YOUR GOAL >> Reproduce every item below line for line, omitting the pictures.

STORED DATA >>
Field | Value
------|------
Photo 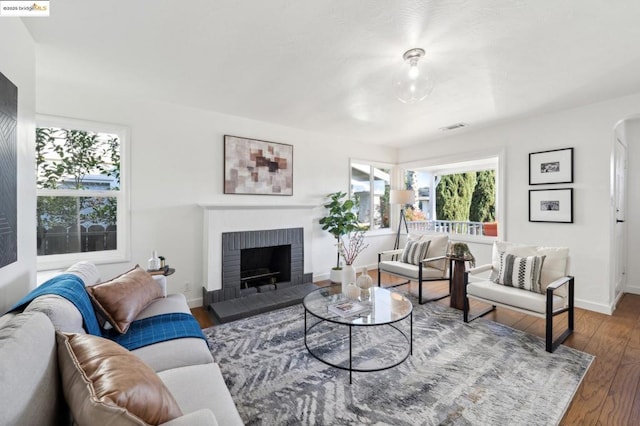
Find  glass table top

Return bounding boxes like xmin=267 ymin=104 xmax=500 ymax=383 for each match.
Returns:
xmin=302 ymin=285 xmax=413 ymax=325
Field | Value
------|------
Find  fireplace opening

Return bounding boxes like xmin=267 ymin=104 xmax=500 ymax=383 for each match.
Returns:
xmin=240 ymin=244 xmax=291 ymax=295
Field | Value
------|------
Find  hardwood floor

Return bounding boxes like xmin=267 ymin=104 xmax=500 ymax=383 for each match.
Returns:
xmin=192 ymin=271 xmax=640 ymax=425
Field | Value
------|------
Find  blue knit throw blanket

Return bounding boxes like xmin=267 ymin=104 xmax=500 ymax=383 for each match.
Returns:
xmin=9 ymin=274 xmax=207 ymax=350
xmin=9 ymin=274 xmax=102 ymax=336
xmin=105 ymin=312 xmax=207 ymax=351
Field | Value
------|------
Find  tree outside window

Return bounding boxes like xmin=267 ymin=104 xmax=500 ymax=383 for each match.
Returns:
xmin=351 ymin=161 xmax=391 ymax=230
xmin=36 ymin=123 xmax=121 ymax=255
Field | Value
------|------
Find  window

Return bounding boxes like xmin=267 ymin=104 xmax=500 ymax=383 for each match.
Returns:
xmin=35 ymin=117 xmax=128 ymax=269
xmin=351 ymin=161 xmax=391 ymax=230
xmin=404 ymin=157 xmax=499 ymax=237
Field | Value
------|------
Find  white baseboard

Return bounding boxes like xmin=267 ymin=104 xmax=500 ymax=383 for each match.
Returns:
xmin=574 ymin=299 xmax=613 ymax=315
xmin=624 ymin=284 xmax=640 ymax=294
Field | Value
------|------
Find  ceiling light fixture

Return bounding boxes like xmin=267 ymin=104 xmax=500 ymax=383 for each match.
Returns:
xmin=394 ymin=47 xmax=433 ymax=104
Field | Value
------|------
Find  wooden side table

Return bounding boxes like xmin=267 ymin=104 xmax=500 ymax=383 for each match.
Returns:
xmin=449 ymin=257 xmax=471 ymax=310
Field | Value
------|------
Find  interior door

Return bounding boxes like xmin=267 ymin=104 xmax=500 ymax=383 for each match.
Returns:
xmin=614 ymin=139 xmax=627 ymax=300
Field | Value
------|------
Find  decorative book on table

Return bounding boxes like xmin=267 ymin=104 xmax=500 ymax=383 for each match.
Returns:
xmin=329 ymin=300 xmax=368 ymax=317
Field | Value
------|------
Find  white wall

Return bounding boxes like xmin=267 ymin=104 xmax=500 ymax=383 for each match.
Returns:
xmin=37 ymin=80 xmax=395 ymax=304
xmin=623 ymin=117 xmax=640 ymax=294
xmin=398 ymin=94 xmax=640 ymax=313
xmin=0 ymin=18 xmax=36 ymax=314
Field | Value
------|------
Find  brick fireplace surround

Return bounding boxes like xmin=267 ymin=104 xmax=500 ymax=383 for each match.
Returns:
xmin=203 ymin=206 xmax=317 ymax=323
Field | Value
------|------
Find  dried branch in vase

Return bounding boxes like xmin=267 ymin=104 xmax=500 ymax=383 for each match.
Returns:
xmin=338 ymin=231 xmax=369 ymax=265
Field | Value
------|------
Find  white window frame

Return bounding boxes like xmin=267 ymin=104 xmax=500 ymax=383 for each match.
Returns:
xmin=34 ymin=114 xmax=131 ymax=271
xmin=399 ymin=149 xmax=507 ymax=244
xmin=349 ymin=158 xmax=396 ymax=234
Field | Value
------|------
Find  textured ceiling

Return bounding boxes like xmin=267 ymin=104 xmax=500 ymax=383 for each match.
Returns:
xmin=23 ymin=0 xmax=640 ymax=146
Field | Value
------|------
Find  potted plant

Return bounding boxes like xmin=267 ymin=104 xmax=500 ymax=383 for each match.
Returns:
xmin=320 ymin=191 xmax=359 ymax=282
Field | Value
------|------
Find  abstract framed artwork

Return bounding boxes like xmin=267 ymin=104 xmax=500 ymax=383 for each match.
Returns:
xmin=224 ymin=135 xmax=293 ymax=195
xmin=0 ymin=73 xmax=18 ymax=268
xmin=529 ymin=148 xmax=573 ymax=185
xmin=529 ymin=188 xmax=573 ymax=223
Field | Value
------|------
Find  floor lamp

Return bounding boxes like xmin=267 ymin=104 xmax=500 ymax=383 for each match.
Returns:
xmin=389 ymin=189 xmax=416 ymax=250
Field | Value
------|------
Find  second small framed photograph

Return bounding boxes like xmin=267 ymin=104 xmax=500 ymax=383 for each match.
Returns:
xmin=529 ymin=148 xmax=573 ymax=185
xmin=529 ymin=188 xmax=573 ymax=223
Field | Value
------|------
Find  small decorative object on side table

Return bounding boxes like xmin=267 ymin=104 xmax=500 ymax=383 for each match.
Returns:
xmin=447 ymin=243 xmax=476 ymax=310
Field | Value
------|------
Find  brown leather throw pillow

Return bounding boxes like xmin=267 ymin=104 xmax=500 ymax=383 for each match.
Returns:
xmin=87 ymin=265 xmax=162 ymax=334
xmin=56 ymin=332 xmax=182 ymax=425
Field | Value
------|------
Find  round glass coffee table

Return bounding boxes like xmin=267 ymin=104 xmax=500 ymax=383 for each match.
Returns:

FULL OUTPUT >>
Field | Value
------|------
Photo 
Find  glass table top

Return bounding boxes like xmin=267 ymin=104 xmax=500 ymax=383 for each match.
Returns:
xmin=302 ymin=285 xmax=413 ymax=325
Field | Value
------|------
Find  fireplace opening

Return bounding boxes like xmin=267 ymin=104 xmax=500 ymax=383 for each match.
Returns:
xmin=240 ymin=244 xmax=291 ymax=295
Field | Value
------|------
Find  hardwood floor

Return bounding boxes like xmin=267 ymin=104 xmax=500 ymax=383 for each match.
Returns:
xmin=192 ymin=271 xmax=640 ymax=425
Field | Value
------|------
Find  blue knit throw blanket

Return bounding boxes like xmin=267 ymin=104 xmax=500 ymax=383 for each match.
Returns:
xmin=9 ymin=274 xmax=207 ymax=350
xmin=9 ymin=274 xmax=102 ymax=336
xmin=105 ymin=312 xmax=207 ymax=351
Field | Value
------|------
Find  tree outside window

Return bounding boxes like xmin=267 ymin=104 xmax=500 ymax=383 for each match.
Returns:
xmin=351 ymin=161 xmax=391 ymax=230
xmin=36 ymin=123 xmax=121 ymax=255
Field | Value
------|------
Find  window

Return bounding boxes like xmin=267 ymin=104 xmax=500 ymax=383 for each match.
Returns:
xmin=35 ymin=117 xmax=128 ymax=269
xmin=351 ymin=161 xmax=391 ymax=230
xmin=404 ymin=157 xmax=499 ymax=237
Field | Value
------|------
Find  white baseboard

Return bounding boxes like xmin=267 ymin=104 xmax=500 ymax=383 for each match.
Returns:
xmin=574 ymin=299 xmax=613 ymax=315
xmin=624 ymin=284 xmax=640 ymax=294
Field | Value
------|------
Find  ceiling light fixture

Return bounding boxes like xmin=267 ymin=104 xmax=500 ymax=383 for each match.
Returns:
xmin=394 ymin=47 xmax=433 ymax=104
Field | Value
------|------
Find  wooden side table

Return bounding boxes like xmin=267 ymin=104 xmax=500 ymax=383 for each match.
Returns:
xmin=449 ymin=257 xmax=471 ymax=310
Field | Value
------|------
Find  interior door

Return bounding boxes like xmin=267 ymin=104 xmax=500 ymax=383 for each match.
Returns:
xmin=614 ymin=139 xmax=627 ymax=300
Field | Value
------|------
Find  decorative book on table

Return bounding boxes like xmin=267 ymin=104 xmax=500 ymax=383 for each match.
Returns:
xmin=329 ymin=300 xmax=368 ymax=317
Field | Value
------|------
Find  white wall

Return bounding boxes like xmin=267 ymin=104 xmax=500 ymax=383 for each match.
Returns:
xmin=37 ymin=80 xmax=395 ymax=304
xmin=623 ymin=117 xmax=640 ymax=294
xmin=398 ymin=94 xmax=640 ymax=313
xmin=0 ymin=18 xmax=36 ymax=314
Field | Value
------|------
Find  brick fireplace surround

Return bounding boxes like xmin=267 ymin=104 xmax=500 ymax=383 for each match.
Returns:
xmin=203 ymin=206 xmax=317 ymax=323
Field | Value
------|------
Find  dried branch in vase

Return bounding boxes like xmin=267 ymin=104 xmax=500 ymax=383 for each match.
Returns:
xmin=338 ymin=231 xmax=369 ymax=265
Field | Value
------|------
Find  white window frame

Return bounding boxes like xmin=267 ymin=104 xmax=500 ymax=383 for each match.
Returns:
xmin=34 ymin=114 xmax=131 ymax=271
xmin=399 ymin=149 xmax=507 ymax=244
xmin=349 ymin=158 xmax=396 ymax=234
Field | Value
------|------
Find  textured ceiling

Return bounding boxes like xmin=267 ymin=104 xmax=500 ymax=383 for each match.
Returns:
xmin=23 ymin=0 xmax=640 ymax=146
Field | Value
------|------
Find  potted plant

Return bounding boxes like xmin=267 ymin=104 xmax=500 ymax=383 for each match.
Returns:
xmin=320 ymin=191 xmax=359 ymax=282
Field | Value
------|------
Find  abstract framed artwork

Return bounding boxes like xmin=267 ymin=104 xmax=500 ymax=383 for each match.
Returns:
xmin=224 ymin=135 xmax=293 ymax=195
xmin=0 ymin=73 xmax=18 ymax=268
xmin=529 ymin=148 xmax=573 ymax=185
xmin=529 ymin=188 xmax=573 ymax=223
Field | Value
------|------
Find  floor lamp

Return bounding boxes like xmin=267 ymin=104 xmax=500 ymax=383 for each match.
Returns:
xmin=389 ymin=189 xmax=416 ymax=250
Field | Value
------|------
Find  second small framed photograph

Return bounding boxes like xmin=267 ymin=104 xmax=500 ymax=383 for each match.
Returns:
xmin=529 ymin=148 xmax=573 ymax=185
xmin=529 ymin=188 xmax=573 ymax=223
Field | Value
------|------
Find  small decorative object on side table

Return bounding boxes like xmin=267 ymin=104 xmax=500 ymax=383 for each match.
Returns:
xmin=447 ymin=243 xmax=476 ymax=310
Field | Value
------|------
Find  brown leather throw pillow

Return bounding boxes like xmin=267 ymin=104 xmax=500 ymax=383 for each match.
Returns:
xmin=87 ymin=265 xmax=162 ymax=334
xmin=56 ymin=332 xmax=182 ymax=425
Field | Value
------|------
Find  round glass coffee table

Return bounding boxes like xmin=267 ymin=104 xmax=500 ymax=383 for each match.
Returns:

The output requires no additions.